Exercise objective:
Gather every line of the material below that contains the string "dried" and copy each one in full. Case counts, so match only that exact capitalization.

========================================

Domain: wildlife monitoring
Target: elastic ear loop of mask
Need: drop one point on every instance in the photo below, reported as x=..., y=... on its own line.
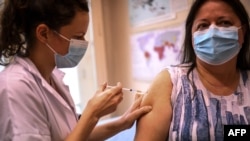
x=51, y=48
x=61, y=36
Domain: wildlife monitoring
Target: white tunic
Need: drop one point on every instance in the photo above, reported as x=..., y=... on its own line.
x=32, y=110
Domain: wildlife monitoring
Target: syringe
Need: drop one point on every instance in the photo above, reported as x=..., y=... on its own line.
x=127, y=89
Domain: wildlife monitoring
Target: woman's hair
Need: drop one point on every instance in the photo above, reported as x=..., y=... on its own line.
x=20, y=18
x=189, y=57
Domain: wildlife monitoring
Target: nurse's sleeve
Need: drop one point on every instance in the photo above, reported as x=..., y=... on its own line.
x=22, y=113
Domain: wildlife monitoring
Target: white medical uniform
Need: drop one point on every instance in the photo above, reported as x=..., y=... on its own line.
x=30, y=109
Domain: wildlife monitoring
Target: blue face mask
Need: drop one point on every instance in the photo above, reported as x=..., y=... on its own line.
x=77, y=49
x=216, y=45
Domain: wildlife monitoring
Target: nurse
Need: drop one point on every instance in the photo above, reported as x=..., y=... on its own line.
x=37, y=37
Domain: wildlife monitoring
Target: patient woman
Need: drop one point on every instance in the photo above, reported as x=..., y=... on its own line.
x=210, y=88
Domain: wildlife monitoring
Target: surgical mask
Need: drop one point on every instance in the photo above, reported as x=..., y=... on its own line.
x=216, y=45
x=77, y=49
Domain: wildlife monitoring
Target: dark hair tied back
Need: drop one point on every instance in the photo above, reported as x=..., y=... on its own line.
x=20, y=18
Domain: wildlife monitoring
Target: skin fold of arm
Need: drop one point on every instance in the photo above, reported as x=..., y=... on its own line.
x=154, y=126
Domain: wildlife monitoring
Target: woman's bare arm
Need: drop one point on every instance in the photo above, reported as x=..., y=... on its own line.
x=154, y=126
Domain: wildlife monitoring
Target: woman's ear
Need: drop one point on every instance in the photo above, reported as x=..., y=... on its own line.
x=42, y=33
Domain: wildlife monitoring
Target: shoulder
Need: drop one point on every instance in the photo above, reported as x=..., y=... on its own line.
x=160, y=88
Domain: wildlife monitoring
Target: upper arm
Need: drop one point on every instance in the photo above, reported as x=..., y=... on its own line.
x=155, y=125
x=22, y=113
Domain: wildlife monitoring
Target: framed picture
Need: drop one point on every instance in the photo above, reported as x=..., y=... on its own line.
x=143, y=12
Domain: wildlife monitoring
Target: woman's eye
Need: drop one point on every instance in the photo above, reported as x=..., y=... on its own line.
x=79, y=37
x=201, y=27
x=225, y=23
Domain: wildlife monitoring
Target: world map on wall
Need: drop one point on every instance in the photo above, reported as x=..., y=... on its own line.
x=154, y=50
x=144, y=10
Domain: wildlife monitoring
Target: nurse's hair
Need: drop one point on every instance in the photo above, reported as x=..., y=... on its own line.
x=20, y=18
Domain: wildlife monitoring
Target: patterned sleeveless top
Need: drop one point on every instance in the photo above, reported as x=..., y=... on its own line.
x=199, y=115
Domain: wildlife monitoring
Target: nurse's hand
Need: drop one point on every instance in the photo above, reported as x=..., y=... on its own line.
x=105, y=101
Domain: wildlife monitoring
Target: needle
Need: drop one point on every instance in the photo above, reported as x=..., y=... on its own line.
x=127, y=89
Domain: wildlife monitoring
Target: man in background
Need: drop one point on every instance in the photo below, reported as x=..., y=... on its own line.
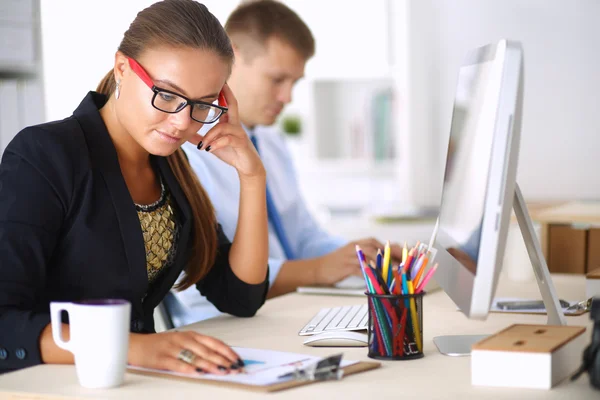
x=272, y=45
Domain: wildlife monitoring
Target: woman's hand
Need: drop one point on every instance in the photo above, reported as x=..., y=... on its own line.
x=161, y=351
x=230, y=142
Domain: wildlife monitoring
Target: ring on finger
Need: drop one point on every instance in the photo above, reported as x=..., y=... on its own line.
x=187, y=356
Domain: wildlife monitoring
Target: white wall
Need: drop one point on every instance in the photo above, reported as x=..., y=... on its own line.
x=561, y=121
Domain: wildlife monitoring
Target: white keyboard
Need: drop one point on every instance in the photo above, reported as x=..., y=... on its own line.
x=346, y=318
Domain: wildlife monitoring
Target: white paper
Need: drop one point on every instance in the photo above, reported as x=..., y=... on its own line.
x=263, y=367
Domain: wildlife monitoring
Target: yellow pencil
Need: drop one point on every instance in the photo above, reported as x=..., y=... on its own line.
x=413, y=316
x=386, y=261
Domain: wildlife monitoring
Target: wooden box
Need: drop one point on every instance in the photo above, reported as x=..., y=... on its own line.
x=528, y=356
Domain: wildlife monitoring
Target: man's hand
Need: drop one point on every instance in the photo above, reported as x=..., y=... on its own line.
x=343, y=262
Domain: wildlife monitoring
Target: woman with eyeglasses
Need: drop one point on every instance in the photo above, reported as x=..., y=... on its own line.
x=103, y=204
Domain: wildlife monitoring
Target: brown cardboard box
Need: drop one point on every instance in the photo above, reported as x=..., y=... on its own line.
x=593, y=247
x=567, y=249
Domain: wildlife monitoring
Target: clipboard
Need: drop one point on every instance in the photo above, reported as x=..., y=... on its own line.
x=355, y=368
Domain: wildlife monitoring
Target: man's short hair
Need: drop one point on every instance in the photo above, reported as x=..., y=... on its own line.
x=252, y=23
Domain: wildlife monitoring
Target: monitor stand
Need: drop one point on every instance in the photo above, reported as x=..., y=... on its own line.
x=460, y=345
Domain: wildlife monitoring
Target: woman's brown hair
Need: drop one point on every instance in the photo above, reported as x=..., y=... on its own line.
x=181, y=23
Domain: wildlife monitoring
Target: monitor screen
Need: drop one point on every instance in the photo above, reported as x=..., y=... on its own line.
x=468, y=163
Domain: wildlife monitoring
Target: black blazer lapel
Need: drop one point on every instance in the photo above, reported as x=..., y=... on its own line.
x=185, y=233
x=104, y=158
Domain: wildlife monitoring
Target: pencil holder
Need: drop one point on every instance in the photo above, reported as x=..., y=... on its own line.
x=395, y=326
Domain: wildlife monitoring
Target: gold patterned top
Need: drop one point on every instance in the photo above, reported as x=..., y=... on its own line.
x=160, y=231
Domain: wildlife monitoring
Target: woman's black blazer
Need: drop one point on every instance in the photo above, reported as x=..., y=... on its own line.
x=69, y=231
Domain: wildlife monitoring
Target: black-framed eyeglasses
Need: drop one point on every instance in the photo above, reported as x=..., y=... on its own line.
x=170, y=102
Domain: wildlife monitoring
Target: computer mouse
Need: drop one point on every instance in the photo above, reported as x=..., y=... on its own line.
x=338, y=339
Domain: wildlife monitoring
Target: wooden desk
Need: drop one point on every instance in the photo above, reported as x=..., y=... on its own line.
x=276, y=326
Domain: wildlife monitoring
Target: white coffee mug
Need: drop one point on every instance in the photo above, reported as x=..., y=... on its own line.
x=98, y=338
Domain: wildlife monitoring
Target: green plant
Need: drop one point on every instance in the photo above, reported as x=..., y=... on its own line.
x=291, y=125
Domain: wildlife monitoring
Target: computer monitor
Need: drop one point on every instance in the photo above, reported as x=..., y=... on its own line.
x=479, y=188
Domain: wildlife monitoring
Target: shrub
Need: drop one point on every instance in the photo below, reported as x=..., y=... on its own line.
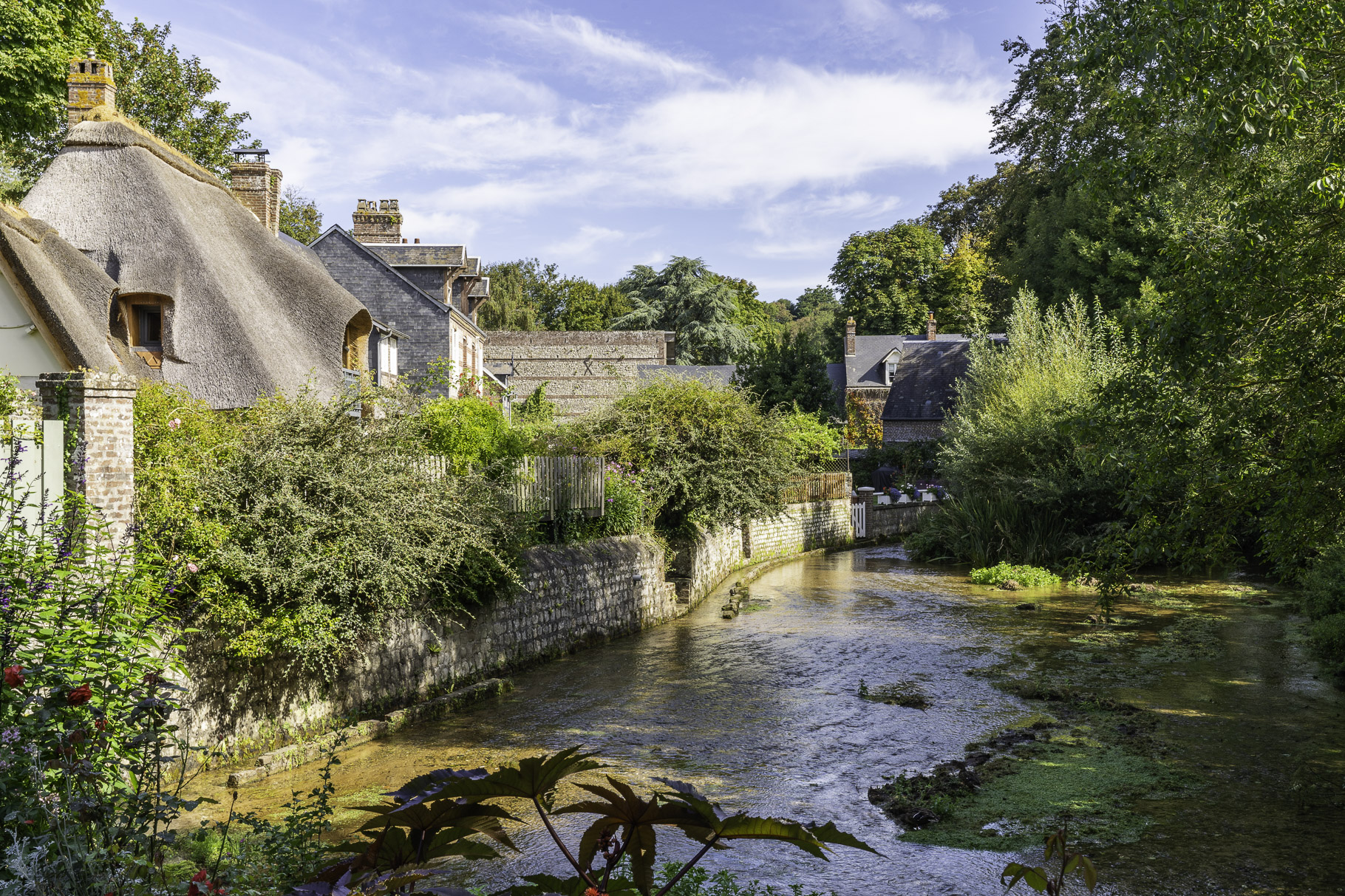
x=471, y=432
x=705, y=454
x=811, y=440
x=1025, y=576
x=984, y=530
x=90, y=773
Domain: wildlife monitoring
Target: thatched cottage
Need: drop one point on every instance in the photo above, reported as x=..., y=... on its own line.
x=129, y=257
x=428, y=293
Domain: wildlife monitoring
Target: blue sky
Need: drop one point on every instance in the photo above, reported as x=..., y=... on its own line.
x=602, y=135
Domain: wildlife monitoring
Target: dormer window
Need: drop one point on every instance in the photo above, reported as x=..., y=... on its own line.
x=147, y=324
x=149, y=327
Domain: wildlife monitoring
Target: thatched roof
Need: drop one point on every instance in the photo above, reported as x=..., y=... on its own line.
x=249, y=314
x=70, y=293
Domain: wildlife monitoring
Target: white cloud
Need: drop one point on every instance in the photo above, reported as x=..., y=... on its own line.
x=926, y=11
x=582, y=245
x=587, y=47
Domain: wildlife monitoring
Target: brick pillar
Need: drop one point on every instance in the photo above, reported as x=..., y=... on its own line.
x=100, y=423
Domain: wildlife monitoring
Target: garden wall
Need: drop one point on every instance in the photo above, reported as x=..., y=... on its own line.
x=572, y=596
x=701, y=565
x=896, y=519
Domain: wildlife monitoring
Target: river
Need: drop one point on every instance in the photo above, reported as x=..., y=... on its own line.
x=762, y=712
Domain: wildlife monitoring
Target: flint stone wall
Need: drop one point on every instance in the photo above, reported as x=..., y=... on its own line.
x=702, y=564
x=573, y=596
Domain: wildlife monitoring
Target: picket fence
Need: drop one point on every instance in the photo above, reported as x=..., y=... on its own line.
x=33, y=471
x=548, y=486
x=830, y=486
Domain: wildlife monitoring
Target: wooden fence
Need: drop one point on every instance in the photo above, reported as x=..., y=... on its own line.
x=33, y=470
x=556, y=485
x=818, y=488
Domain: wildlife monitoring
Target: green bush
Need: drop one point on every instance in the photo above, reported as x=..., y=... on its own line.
x=1025, y=576
x=307, y=529
x=705, y=454
x=471, y=432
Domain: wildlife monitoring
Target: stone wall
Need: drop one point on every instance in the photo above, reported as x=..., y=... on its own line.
x=97, y=409
x=701, y=565
x=572, y=596
x=884, y=521
x=582, y=370
x=911, y=429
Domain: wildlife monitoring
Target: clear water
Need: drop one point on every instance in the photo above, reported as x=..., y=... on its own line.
x=762, y=714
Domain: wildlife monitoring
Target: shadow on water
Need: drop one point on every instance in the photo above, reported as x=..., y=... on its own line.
x=762, y=712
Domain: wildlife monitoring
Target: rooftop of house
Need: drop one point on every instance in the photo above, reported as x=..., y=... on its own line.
x=925, y=383
x=244, y=312
x=420, y=255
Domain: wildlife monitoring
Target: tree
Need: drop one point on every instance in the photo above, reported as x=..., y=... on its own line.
x=689, y=299
x=885, y=278
x=299, y=217
x=789, y=370
x=37, y=44
x=164, y=92
x=170, y=93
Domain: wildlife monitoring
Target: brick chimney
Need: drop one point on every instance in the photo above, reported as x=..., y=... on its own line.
x=377, y=221
x=88, y=85
x=257, y=185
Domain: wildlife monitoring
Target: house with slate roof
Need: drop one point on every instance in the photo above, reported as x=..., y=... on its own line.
x=128, y=257
x=428, y=293
x=908, y=381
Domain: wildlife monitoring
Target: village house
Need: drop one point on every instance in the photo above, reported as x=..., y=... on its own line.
x=426, y=293
x=907, y=381
x=131, y=259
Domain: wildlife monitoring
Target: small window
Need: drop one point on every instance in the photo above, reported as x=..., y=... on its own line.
x=149, y=327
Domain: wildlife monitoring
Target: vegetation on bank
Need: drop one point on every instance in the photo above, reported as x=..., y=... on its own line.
x=306, y=527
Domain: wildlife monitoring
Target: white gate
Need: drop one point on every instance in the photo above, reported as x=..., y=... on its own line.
x=33, y=473
x=859, y=517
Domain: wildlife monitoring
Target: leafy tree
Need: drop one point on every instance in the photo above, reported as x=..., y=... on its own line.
x=163, y=90
x=687, y=298
x=170, y=93
x=815, y=299
x=885, y=278
x=299, y=217
x=706, y=454
x=789, y=370
x=37, y=44
x=517, y=295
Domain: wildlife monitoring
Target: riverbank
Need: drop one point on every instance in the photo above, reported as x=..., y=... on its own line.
x=763, y=714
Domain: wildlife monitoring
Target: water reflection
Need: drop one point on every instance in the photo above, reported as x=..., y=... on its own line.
x=762, y=712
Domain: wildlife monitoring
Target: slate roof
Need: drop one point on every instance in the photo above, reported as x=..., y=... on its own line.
x=405, y=255
x=926, y=378
x=249, y=312
x=716, y=375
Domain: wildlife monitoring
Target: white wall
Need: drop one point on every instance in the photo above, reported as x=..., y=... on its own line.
x=23, y=349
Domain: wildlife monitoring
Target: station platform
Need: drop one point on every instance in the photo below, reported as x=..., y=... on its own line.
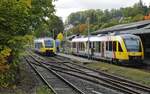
x=76, y=58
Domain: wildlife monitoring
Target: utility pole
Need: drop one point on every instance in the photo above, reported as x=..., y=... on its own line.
x=88, y=22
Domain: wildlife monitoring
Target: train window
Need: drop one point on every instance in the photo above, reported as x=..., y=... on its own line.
x=38, y=45
x=110, y=45
x=119, y=47
x=73, y=45
x=93, y=44
x=97, y=46
x=90, y=44
x=107, y=45
x=114, y=46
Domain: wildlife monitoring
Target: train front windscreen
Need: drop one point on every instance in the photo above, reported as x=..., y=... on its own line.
x=133, y=44
x=48, y=43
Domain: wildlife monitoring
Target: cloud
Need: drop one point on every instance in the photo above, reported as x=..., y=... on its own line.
x=65, y=7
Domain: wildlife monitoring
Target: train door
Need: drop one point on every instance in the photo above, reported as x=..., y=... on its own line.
x=109, y=49
x=102, y=49
x=77, y=46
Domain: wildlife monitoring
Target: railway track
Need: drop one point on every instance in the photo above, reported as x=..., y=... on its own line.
x=53, y=80
x=97, y=77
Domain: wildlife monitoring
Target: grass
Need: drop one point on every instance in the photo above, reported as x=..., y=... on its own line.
x=137, y=75
x=43, y=90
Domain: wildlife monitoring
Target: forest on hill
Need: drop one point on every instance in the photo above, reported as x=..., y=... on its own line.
x=20, y=22
x=100, y=19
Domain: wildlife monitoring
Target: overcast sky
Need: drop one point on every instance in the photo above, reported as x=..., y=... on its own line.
x=65, y=7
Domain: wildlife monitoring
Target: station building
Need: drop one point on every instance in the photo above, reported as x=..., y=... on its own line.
x=141, y=28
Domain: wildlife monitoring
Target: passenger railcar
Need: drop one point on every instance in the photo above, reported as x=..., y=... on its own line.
x=45, y=46
x=125, y=48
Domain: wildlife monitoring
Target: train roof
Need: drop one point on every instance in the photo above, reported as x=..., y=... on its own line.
x=97, y=38
x=42, y=39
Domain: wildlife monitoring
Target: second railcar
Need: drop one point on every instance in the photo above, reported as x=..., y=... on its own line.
x=125, y=48
x=45, y=46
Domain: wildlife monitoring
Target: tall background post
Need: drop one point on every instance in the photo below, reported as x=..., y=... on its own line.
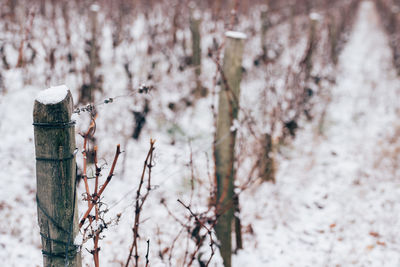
x=56, y=177
x=228, y=108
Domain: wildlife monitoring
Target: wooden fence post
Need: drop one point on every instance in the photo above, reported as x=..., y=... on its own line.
x=55, y=177
x=224, y=150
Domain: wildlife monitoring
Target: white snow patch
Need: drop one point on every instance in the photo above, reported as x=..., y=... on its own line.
x=53, y=95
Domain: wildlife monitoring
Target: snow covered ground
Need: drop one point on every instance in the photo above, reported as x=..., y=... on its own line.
x=331, y=206
x=335, y=202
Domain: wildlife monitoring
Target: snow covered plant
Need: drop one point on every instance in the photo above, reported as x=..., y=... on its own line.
x=92, y=226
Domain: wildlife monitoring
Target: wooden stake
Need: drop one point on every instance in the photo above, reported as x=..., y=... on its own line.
x=55, y=178
x=225, y=148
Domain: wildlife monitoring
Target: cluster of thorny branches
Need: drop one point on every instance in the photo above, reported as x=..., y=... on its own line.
x=294, y=48
x=92, y=224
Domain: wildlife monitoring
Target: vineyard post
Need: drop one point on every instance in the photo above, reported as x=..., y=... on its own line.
x=224, y=151
x=55, y=177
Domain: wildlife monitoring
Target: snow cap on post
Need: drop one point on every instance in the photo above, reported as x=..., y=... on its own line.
x=53, y=95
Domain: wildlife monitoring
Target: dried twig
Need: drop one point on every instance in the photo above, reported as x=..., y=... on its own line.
x=140, y=202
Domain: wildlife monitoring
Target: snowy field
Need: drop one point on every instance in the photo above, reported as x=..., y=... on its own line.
x=336, y=197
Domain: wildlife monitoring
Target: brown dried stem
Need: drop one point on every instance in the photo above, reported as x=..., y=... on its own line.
x=140, y=202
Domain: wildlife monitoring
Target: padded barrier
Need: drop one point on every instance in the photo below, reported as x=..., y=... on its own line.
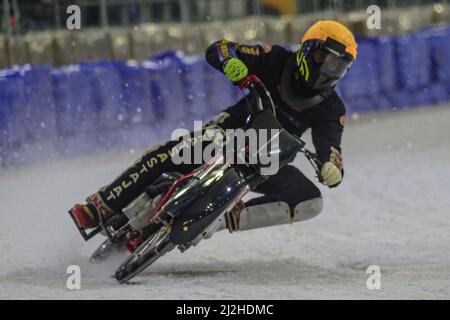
x=96, y=106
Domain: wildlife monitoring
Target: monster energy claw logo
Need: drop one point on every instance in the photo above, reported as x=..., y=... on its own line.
x=301, y=62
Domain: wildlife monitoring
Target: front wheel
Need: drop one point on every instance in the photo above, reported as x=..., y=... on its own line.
x=147, y=253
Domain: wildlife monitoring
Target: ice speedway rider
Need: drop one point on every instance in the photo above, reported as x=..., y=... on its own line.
x=302, y=86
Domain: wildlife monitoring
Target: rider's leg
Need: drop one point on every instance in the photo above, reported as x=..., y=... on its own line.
x=289, y=196
x=111, y=199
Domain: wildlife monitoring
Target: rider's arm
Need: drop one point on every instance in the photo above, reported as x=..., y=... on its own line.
x=327, y=133
x=218, y=53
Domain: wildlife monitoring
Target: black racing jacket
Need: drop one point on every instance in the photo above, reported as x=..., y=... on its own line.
x=326, y=119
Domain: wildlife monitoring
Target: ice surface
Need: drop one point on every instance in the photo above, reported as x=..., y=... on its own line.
x=392, y=210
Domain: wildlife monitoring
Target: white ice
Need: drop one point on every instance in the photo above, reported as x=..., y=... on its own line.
x=392, y=210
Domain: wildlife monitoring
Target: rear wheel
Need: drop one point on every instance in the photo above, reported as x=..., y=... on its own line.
x=147, y=253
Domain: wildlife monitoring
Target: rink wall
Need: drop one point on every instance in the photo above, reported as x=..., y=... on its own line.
x=46, y=112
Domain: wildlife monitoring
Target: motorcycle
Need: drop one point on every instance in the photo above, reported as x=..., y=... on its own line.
x=179, y=211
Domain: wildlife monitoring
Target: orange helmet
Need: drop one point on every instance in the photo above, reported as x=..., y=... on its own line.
x=327, y=51
x=324, y=29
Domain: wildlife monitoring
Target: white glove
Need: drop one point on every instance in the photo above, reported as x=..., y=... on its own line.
x=331, y=171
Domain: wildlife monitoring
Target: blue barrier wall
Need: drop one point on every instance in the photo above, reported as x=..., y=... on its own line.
x=46, y=112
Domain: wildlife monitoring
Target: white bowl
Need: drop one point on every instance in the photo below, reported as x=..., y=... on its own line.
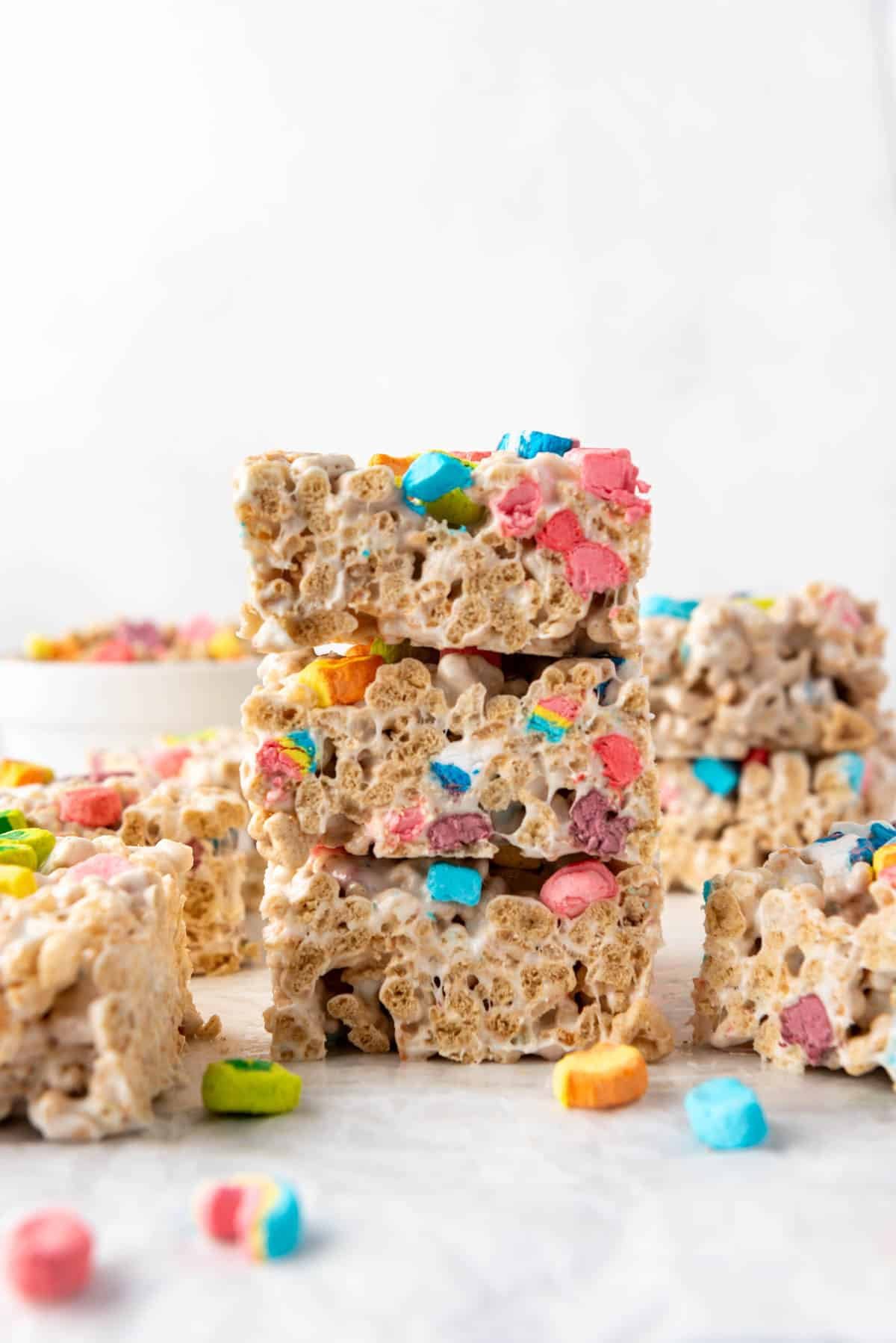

========================================

Completed exercise:
Target: dried twig
Target: brown dried stem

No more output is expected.